● Aim of the task
Could you filter the data below down to the lines that hold the word "wooden"?

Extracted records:

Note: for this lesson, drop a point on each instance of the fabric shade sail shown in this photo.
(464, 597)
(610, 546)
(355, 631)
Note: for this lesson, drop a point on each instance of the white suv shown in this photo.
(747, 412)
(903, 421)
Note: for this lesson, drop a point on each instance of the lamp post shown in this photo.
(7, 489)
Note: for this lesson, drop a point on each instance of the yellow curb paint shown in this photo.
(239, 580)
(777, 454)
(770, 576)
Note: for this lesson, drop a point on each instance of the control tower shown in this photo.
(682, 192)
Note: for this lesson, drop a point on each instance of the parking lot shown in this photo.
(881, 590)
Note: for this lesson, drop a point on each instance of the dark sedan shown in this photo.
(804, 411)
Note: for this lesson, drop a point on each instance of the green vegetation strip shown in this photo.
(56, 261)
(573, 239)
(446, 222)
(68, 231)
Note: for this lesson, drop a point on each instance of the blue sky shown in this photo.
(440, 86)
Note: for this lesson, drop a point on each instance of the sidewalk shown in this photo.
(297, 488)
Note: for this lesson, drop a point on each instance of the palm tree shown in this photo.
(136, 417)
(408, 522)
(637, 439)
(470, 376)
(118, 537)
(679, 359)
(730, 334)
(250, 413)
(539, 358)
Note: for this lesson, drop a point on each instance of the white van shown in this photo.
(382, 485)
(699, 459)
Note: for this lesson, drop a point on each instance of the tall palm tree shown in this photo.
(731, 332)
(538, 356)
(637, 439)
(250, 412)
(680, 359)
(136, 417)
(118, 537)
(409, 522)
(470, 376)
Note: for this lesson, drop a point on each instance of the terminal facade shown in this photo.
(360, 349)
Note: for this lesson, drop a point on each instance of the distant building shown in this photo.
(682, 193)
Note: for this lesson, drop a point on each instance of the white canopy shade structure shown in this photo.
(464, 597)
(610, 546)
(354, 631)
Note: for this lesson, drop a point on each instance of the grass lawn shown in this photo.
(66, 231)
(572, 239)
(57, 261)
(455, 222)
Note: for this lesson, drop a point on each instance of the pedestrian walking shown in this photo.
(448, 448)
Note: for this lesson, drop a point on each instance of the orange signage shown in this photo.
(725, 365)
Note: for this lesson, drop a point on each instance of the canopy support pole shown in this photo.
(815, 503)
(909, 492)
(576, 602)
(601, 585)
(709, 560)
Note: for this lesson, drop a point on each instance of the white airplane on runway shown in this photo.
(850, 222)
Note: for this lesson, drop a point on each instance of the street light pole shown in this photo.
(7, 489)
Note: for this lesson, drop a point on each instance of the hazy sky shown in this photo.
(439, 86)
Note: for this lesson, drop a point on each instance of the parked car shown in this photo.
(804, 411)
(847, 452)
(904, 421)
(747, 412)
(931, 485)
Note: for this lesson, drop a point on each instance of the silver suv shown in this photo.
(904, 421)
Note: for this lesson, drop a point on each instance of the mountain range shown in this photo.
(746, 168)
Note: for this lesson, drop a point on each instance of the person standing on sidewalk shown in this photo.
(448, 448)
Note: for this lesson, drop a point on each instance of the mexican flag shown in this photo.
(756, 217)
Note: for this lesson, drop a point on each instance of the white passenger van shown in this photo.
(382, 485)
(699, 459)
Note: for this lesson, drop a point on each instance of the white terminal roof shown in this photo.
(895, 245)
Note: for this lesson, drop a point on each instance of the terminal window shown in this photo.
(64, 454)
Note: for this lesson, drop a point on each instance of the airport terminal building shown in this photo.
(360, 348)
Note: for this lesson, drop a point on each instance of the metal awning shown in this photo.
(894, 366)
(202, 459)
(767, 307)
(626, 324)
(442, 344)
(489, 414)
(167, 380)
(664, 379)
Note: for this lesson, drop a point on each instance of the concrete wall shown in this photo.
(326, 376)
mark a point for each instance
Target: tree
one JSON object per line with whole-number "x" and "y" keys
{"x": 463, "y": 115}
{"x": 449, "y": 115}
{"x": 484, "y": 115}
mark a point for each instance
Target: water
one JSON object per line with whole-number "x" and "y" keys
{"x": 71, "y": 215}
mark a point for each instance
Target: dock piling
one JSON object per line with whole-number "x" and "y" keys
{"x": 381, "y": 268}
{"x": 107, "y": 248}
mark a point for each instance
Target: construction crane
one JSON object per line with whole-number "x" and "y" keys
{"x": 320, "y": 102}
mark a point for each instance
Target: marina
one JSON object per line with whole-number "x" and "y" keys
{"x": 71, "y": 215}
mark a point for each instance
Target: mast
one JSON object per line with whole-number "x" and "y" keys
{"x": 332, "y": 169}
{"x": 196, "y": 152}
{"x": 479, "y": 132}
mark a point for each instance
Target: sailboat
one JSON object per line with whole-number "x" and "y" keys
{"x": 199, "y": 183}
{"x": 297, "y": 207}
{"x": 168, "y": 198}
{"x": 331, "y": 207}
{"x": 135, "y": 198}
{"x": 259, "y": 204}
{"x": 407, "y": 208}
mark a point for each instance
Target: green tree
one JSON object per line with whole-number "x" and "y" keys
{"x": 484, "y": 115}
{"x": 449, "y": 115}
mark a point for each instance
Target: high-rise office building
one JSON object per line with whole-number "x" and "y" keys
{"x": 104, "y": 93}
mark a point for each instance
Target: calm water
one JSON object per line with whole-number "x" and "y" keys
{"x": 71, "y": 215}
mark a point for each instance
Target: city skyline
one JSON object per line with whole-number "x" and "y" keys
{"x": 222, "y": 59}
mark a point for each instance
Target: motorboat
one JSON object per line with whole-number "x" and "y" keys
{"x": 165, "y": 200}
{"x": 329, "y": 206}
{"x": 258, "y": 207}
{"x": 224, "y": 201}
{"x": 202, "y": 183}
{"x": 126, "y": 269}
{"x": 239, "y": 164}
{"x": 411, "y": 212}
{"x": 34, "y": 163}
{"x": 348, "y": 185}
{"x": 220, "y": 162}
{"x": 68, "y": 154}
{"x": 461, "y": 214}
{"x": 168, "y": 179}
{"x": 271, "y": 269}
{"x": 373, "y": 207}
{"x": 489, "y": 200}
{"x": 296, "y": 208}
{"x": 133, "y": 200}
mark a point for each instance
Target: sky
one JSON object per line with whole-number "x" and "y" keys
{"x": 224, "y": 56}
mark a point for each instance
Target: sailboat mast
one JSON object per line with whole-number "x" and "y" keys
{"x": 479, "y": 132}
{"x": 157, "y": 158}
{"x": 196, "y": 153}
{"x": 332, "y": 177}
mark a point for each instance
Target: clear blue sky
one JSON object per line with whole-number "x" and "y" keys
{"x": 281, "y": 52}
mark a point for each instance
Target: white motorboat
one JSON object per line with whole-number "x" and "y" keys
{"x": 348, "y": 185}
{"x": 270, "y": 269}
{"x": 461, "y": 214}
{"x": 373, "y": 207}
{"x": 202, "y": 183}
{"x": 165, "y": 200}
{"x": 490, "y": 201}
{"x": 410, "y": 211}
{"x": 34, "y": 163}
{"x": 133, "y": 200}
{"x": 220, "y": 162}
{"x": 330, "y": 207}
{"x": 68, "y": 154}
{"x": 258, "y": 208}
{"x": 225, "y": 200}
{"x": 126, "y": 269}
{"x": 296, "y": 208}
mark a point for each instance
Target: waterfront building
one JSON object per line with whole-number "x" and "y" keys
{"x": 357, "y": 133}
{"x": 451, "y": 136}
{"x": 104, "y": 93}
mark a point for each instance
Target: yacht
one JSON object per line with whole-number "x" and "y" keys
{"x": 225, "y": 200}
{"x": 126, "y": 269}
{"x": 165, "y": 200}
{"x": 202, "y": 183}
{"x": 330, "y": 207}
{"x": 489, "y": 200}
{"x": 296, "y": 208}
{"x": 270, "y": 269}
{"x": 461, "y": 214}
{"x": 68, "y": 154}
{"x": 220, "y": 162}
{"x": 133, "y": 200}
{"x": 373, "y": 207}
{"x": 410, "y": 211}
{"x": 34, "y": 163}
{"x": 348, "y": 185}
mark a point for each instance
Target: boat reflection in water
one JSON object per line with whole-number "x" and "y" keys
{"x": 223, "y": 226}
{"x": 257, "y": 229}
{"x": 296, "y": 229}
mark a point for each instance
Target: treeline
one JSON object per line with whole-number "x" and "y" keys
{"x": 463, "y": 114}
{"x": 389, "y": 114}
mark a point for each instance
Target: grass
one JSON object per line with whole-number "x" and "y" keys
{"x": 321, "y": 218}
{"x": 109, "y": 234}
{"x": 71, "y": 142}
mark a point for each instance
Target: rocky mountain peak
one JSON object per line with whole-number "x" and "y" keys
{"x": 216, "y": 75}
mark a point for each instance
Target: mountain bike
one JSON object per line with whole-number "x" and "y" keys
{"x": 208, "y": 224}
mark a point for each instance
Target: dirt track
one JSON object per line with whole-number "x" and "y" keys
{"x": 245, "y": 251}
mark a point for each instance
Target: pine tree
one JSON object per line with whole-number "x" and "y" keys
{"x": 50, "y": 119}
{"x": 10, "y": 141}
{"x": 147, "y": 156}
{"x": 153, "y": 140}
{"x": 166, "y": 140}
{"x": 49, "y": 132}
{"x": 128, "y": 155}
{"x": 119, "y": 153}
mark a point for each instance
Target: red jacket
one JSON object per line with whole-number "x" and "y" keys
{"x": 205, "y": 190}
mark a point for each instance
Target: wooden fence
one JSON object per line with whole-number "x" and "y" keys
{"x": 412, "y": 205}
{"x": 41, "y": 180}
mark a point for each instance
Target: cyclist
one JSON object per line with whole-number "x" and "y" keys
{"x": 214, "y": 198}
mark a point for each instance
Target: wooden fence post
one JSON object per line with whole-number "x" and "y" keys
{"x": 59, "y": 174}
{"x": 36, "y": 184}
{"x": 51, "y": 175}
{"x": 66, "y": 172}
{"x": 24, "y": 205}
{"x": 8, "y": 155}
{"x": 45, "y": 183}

● Result below
Target: wooden fence
Target: wooden fence post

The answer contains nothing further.